__Aim of the task__
Render the lines below as a JSON list of strings, one string per line and blank lines omitted, starting from the line with "task | place a point on the red" up to and including the last line.

__Material provided__
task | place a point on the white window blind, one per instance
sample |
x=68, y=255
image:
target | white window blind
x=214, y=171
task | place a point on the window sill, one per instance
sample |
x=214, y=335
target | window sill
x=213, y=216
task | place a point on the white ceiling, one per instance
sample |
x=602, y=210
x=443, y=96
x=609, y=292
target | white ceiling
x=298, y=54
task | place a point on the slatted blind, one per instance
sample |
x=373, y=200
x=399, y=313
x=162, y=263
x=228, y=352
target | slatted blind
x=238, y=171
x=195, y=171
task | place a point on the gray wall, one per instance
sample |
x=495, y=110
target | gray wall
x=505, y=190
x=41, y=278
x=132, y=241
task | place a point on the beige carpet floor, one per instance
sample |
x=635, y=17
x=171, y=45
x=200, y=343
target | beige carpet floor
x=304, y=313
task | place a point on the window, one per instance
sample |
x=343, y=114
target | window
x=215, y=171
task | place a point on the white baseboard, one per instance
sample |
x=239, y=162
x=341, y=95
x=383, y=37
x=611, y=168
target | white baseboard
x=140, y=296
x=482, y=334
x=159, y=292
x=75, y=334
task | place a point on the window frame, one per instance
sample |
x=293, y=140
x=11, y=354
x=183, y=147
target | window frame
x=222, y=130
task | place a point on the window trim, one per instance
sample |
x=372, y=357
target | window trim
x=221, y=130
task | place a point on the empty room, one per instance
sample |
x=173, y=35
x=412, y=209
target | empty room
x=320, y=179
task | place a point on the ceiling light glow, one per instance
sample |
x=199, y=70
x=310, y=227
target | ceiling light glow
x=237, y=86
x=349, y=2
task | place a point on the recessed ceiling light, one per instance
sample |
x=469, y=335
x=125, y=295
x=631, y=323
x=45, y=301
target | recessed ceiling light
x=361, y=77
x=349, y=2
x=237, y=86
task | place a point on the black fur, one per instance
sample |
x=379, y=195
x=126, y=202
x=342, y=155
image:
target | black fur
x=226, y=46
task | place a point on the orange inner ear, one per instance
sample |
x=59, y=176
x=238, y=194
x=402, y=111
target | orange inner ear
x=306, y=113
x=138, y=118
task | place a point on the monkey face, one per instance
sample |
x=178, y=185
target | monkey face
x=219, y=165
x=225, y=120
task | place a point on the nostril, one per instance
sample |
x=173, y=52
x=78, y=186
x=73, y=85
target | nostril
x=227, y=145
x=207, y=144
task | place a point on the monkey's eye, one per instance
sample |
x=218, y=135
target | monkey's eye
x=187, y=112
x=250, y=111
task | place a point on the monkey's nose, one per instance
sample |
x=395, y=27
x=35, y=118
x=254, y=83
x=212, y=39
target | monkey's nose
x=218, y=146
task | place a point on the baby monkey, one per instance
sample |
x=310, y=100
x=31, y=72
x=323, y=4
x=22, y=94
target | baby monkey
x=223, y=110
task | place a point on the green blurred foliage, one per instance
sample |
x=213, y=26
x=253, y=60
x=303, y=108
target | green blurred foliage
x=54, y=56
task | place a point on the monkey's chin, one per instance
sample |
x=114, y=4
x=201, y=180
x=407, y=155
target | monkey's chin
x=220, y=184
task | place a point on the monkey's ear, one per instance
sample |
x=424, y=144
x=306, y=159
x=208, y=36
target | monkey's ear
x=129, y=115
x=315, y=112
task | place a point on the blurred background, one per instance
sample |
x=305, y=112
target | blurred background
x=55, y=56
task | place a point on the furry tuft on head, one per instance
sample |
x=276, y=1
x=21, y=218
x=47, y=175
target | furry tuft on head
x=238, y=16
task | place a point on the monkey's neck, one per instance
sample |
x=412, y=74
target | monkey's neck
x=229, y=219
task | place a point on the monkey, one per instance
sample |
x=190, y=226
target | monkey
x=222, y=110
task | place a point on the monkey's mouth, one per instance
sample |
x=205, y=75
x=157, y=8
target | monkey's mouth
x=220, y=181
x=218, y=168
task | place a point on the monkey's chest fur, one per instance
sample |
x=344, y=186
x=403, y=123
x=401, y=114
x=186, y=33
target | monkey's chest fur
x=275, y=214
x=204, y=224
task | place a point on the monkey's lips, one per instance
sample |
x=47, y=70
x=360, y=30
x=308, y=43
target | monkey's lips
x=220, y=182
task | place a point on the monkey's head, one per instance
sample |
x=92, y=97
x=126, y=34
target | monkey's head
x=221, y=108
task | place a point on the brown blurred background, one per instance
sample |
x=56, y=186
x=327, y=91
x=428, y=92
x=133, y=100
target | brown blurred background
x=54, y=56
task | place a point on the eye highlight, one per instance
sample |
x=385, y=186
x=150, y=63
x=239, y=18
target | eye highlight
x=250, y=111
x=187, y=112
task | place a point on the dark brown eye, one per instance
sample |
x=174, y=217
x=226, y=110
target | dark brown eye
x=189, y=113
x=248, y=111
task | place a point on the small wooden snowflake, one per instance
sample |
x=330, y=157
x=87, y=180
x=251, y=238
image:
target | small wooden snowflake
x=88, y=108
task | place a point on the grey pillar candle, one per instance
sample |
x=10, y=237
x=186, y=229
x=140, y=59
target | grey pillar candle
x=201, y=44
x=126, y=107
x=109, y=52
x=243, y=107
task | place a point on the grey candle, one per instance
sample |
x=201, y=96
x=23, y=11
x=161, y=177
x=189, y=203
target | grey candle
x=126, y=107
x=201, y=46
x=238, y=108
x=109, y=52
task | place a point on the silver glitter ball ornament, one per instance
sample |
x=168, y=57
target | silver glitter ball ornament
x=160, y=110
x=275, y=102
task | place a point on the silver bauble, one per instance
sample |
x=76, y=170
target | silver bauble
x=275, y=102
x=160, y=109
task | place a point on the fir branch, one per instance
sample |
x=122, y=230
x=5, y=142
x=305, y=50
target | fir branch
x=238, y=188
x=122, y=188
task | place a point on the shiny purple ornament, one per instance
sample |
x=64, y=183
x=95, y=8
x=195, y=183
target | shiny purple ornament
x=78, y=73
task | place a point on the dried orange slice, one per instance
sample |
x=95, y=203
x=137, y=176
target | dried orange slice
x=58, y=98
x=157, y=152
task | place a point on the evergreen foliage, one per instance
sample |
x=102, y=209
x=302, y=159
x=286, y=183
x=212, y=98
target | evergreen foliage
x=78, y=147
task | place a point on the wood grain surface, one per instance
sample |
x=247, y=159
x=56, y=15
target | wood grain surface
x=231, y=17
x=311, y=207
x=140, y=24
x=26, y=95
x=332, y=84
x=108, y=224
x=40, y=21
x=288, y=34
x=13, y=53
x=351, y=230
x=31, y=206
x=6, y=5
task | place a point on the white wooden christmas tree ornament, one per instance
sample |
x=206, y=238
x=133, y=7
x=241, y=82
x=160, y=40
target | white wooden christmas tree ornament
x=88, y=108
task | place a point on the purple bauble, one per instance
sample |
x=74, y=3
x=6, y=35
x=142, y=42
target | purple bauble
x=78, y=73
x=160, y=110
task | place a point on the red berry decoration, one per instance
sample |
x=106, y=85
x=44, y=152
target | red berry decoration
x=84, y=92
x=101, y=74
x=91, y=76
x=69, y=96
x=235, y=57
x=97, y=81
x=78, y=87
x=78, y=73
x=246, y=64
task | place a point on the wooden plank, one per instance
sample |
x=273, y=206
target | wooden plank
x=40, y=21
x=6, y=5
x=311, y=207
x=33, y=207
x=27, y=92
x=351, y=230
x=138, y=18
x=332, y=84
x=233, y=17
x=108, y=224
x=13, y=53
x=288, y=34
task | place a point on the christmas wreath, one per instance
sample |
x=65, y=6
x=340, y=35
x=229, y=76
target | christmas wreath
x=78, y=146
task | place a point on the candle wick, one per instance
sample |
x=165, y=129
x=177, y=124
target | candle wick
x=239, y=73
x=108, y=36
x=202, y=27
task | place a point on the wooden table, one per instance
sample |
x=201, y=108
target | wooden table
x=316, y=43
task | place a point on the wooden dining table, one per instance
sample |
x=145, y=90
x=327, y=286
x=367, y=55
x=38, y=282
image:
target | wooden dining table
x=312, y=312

__Task answer__
[
  "task | place a point on the red berry decoration, one per instance",
  "sample |",
  "x=106, y=85",
  "x=44, y=152",
  "target | red berry decoration",
  "x=84, y=92",
  "x=101, y=74",
  "x=91, y=76",
  "x=69, y=96",
  "x=235, y=57",
  "x=97, y=81",
  "x=78, y=87",
  "x=78, y=73",
  "x=246, y=64",
  "task | place a point on the wooden plank, one per instance",
  "sample |",
  "x=273, y=206",
  "target | wooden plank",
  "x=40, y=21",
  "x=6, y=5",
  "x=311, y=207",
  "x=33, y=207",
  "x=27, y=92",
  "x=351, y=230",
  "x=138, y=18",
  "x=332, y=84",
  "x=233, y=17",
  "x=108, y=224",
  "x=13, y=53",
  "x=288, y=34",
  "task | place a point on the christmas wreath, one per instance",
  "sample |",
  "x=65, y=6",
  "x=340, y=35",
  "x=229, y=76",
  "target | christmas wreath",
  "x=78, y=146",
  "task | place a point on the candle wick, one per instance",
  "sample |",
  "x=165, y=129",
  "x=177, y=124",
  "target | candle wick",
  "x=239, y=73",
  "x=108, y=36",
  "x=202, y=27",
  "task | place a point on the wooden table, one per instance",
  "sample |",
  "x=201, y=108",
  "target | wooden table",
  "x=316, y=43",
  "task | place a point on the wooden dining table, one per instance",
  "sample |",
  "x=145, y=90",
  "x=327, y=286",
  "x=367, y=55",
  "x=38, y=282",
  "image:",
  "target | wooden dining table",
  "x=312, y=312"
]